◆ **SOURCE**
Novoland: Eagle Flag  () is an 2019 Chinese television series based on the novel of the same name by Jiang Nan, set in the fictional universe of Novoland. It airs on Zhejiang TV and online platforms Tencent and Youku from July 16, 2019.

Synopsis
The series follows the rise of three young would-be heroes and their struggle against an evil warlord and swelling dark forces.

Lü Guichen is the Crown Prince of the nomadic Qingyang tribe, and is sent to Hetang Kingdom in Eastern Continent as hostage. He meets Ji Ye, an unfavoured illegitimate son who is training to become a warrior, and Yu Ran, the princess of the Winged tribe. The three become close friends, and the boys’ feelings for Yu Ran soon turn romantic.

At the same time, powerful warlord Ying Wuyi has been maintaining a firm control over the Emperor, giving him unprecedented power over the nobles. Lü Guichen, Ji Ye and Yu Ran decide to join the decisive battle against Ying Wuyi at Shangyang Pass, but unbeknownst to them, an even darker conspiracy is yet to unfold.

Cast

Main

 Liu Haoran as Lü Guichen (Asule Pasu'er)
 Crown Prince of the Qingyang tribe in the Northern Continent. Descendant of the Pasu'er family, who possesses the Qing Tong bloodline. He was weak and sickly as a child, and overlooked by his family and members of his tribe. Quiet and gentle in nature, he becomes determined to get stronger to protect his loved ones. He later became a warrior of an organization called Tianqi.
 Song Zu'er as Yu Ran
 Princess of the Winged Tribe (羽族). She is bright and spirited in nature. Innately bold and curious, she has the quick wit and bravado to match.
 Chen Ruoxuan as Ji Ye
 A skilled and fearless warrior, born the illegitimate son of a nobleman. Although harsh beginnings bear in him cold and ruthless tendencies, his hunger to prove himself betrays a childish vulnerability. He later became a warrior of Tianqi.

◆ **REQUEST A**
Please put the listing lines, from the line containing "Draw the outline of every instance of the pedestrian" through the end of the listing, into a JSON list of strings with one string per line, skipping blank lines and leaving the pictures out.

◆ **PROVIDED RECORDS**
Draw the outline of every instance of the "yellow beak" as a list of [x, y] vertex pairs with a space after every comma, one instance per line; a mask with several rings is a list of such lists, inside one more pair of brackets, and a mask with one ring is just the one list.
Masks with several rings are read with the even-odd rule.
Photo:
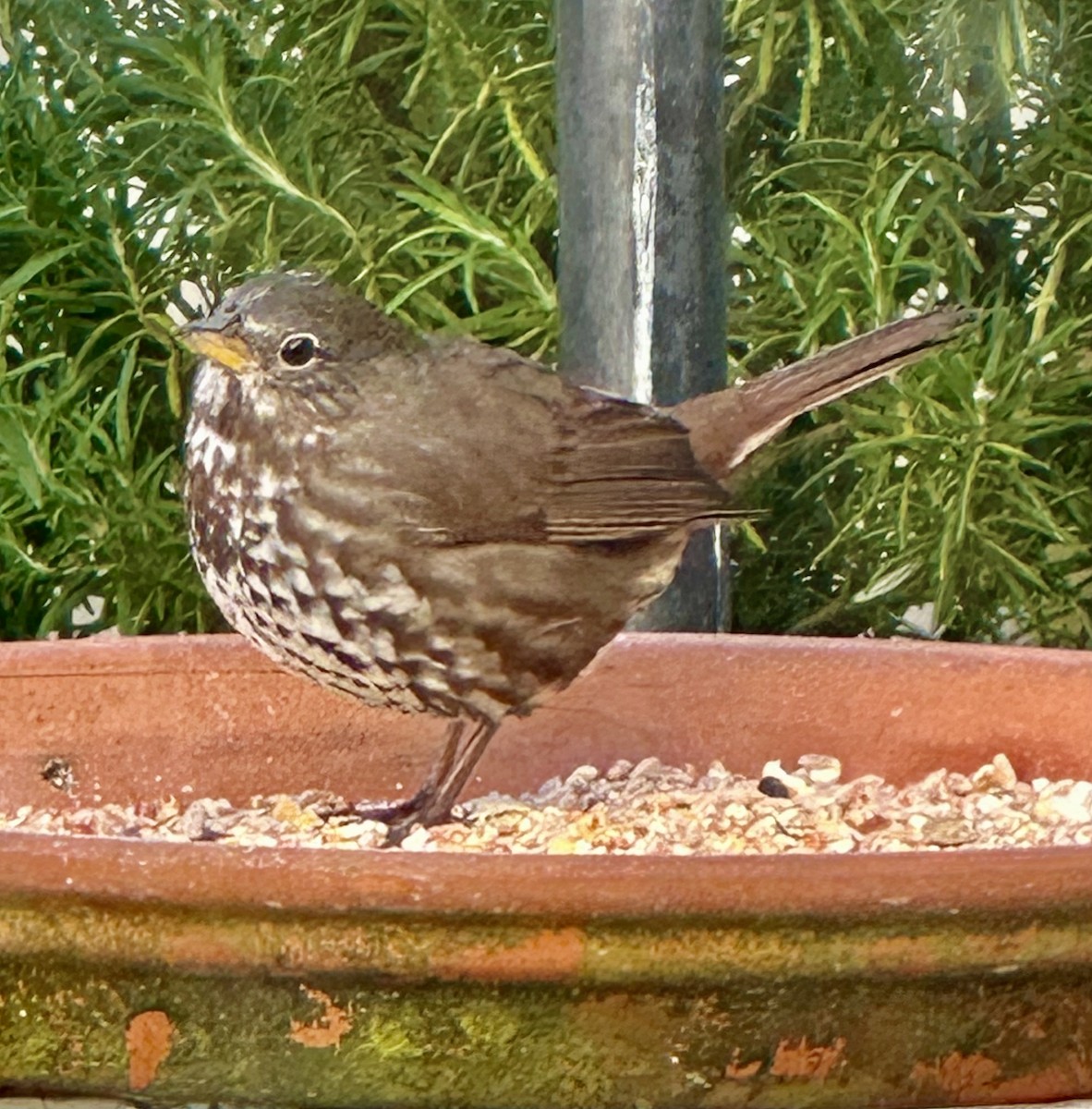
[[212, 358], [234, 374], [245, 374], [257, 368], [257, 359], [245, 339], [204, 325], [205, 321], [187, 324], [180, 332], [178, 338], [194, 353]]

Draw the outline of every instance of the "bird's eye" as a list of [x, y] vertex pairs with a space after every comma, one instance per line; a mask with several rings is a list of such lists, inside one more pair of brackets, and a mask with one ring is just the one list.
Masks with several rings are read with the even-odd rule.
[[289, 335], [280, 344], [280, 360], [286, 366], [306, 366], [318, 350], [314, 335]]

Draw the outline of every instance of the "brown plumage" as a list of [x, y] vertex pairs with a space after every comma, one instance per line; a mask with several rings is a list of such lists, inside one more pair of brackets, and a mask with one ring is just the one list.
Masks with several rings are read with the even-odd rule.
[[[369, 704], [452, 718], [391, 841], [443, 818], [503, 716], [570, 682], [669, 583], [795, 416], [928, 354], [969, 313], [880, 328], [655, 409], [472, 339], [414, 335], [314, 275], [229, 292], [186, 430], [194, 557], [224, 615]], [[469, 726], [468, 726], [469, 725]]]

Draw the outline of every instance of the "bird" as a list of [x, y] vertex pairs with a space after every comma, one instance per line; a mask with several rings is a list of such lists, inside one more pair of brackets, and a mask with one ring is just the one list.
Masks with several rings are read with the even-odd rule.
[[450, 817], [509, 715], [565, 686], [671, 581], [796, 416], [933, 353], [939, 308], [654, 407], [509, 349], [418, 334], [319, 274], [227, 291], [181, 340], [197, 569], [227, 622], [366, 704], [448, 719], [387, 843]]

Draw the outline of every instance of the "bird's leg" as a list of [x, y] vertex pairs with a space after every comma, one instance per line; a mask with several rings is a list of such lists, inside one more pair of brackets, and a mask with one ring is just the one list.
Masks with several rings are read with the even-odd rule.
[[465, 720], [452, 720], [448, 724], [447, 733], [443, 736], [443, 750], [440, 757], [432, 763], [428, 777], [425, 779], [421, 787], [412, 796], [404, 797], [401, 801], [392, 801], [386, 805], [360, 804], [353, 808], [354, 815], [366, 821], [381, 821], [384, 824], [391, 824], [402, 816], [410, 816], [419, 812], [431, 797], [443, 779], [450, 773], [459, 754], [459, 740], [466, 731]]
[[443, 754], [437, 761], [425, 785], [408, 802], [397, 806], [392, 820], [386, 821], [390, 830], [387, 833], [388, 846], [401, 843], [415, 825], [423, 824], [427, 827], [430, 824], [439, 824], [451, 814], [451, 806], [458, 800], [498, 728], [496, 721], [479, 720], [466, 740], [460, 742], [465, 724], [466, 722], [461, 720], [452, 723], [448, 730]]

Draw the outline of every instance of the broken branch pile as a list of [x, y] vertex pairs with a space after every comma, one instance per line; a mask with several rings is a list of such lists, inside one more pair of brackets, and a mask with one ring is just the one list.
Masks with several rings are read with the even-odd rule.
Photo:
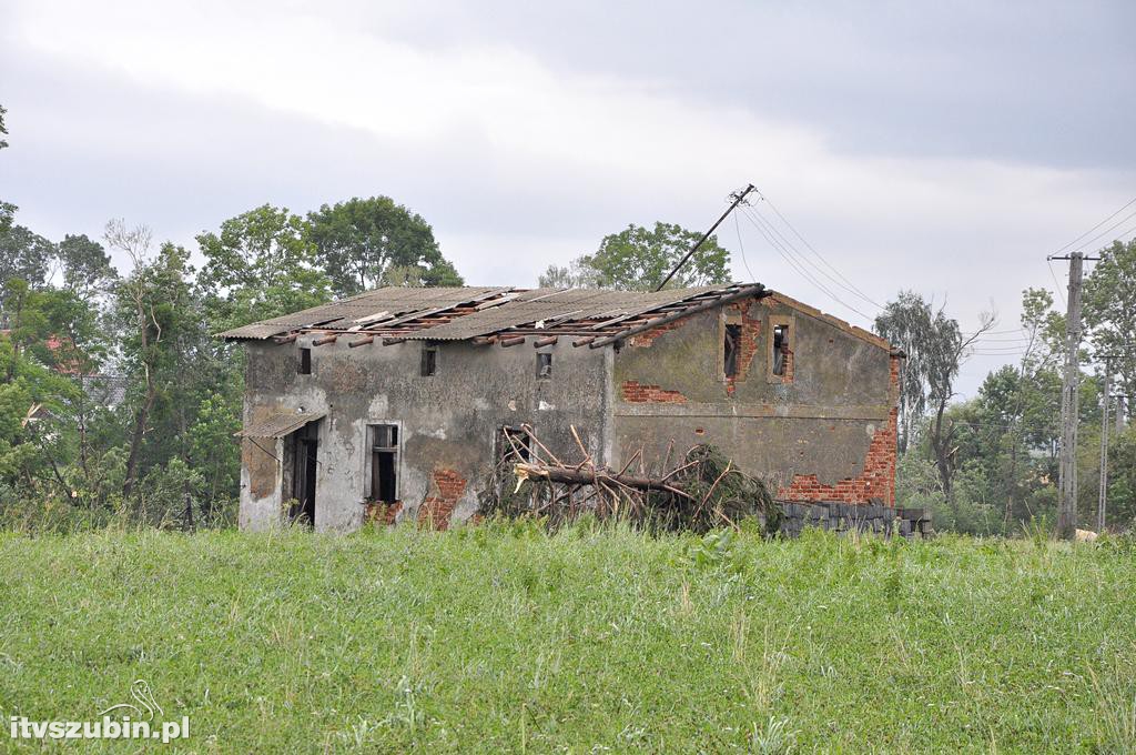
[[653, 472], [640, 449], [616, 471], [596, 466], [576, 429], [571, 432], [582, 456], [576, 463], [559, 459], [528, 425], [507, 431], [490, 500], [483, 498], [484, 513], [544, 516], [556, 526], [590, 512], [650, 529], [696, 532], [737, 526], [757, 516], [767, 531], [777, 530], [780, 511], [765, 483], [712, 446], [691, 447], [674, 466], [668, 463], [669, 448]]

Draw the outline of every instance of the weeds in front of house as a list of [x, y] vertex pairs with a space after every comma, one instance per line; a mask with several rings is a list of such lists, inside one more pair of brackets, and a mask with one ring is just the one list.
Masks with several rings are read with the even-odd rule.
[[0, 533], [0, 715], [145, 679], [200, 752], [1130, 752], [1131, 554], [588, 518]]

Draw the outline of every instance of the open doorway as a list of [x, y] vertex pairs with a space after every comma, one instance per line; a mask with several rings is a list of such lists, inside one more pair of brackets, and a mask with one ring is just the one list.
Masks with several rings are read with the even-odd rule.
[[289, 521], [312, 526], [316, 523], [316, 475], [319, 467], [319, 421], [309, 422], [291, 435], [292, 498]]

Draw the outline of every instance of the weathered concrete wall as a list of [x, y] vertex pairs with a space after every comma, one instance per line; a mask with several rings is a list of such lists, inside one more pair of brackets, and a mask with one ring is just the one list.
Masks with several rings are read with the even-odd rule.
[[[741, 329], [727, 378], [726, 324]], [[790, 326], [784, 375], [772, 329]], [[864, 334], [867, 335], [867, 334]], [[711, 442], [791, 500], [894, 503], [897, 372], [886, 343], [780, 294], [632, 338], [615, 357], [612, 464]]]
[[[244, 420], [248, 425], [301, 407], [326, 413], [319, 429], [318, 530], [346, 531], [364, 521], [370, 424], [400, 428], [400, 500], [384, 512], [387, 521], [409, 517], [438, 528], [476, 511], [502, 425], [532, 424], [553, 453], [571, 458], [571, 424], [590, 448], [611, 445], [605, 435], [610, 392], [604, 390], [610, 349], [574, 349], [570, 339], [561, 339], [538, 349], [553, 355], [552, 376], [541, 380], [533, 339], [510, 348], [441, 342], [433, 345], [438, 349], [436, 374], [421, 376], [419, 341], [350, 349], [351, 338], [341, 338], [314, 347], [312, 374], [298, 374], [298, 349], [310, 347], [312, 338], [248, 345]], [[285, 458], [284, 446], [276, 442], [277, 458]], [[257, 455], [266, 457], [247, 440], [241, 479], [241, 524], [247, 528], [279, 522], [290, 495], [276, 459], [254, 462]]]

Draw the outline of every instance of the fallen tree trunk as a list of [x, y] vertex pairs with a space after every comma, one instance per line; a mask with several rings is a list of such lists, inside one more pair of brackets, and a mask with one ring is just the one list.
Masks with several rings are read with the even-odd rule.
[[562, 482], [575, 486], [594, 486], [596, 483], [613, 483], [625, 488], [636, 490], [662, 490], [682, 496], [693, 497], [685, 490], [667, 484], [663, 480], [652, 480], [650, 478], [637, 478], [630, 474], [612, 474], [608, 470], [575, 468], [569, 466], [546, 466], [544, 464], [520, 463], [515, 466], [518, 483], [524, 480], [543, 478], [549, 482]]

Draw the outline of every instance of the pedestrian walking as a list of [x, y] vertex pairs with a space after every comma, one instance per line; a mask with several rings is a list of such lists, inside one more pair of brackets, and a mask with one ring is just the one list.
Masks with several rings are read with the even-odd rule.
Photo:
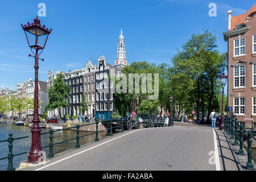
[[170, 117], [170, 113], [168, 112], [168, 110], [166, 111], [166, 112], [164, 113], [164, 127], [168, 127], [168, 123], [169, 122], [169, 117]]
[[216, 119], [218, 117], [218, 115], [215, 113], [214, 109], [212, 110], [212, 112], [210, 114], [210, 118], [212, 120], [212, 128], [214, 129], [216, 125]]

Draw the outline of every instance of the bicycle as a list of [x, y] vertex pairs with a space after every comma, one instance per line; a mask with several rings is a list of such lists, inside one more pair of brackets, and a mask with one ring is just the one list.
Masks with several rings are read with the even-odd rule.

◆ **REQUEST B**
Based on the Novoland: Eagle Flag article, mark each statement yes or no and quote the words that decide it. (i) The series airs on Zhejiang TV from July 16, 2019. (ii) Lü Guichen is sent to Hetang Kingdom as a hostage. (iii) Yu Ran is the princess of the Qingyang tribe.

◆ **WORKED ANSWER A**
[
  "Draw the outline of every instance of the pedestrian walking as a list of [x, y] vertex pairs with a space after every comma, one instance per line; a mask with several rings is a list of such lists, inside one more pair of brackets, and a mask with one ring is just the one list.",
  "Masks with several rings are read with the even-odd rule.",
  "Photo:",
  "[[170, 117], [170, 113], [168, 112], [168, 110], [166, 111], [166, 112], [164, 113], [164, 127], [168, 127], [168, 123], [169, 122], [169, 117]]",
  "[[216, 119], [218, 117], [218, 115], [215, 113], [214, 109], [212, 110], [212, 112], [210, 114], [210, 118], [212, 120], [212, 128], [214, 129], [216, 125]]",
  "Draw the outline of every instance of the bicycle as a list of [x, y] vertex pairs with a space after every comma, one instance per line; a mask with several rings is a list of such lists, inside one more pair of brackets, and a mask with one ring is just the one list.",
  "Masks with several rings are read with the even-odd rule."
]

◆ **WORKED ANSWER B**
(i) Yes: "It airs on Zhejiang TV and online platforms Tencent and Youku from July 16, 2019."
(ii) Yes: "is sent to Hetang Kingdom in Eastern Continent as hostage"
(iii) No: "Yu Ran, the princess of the Winged tribe"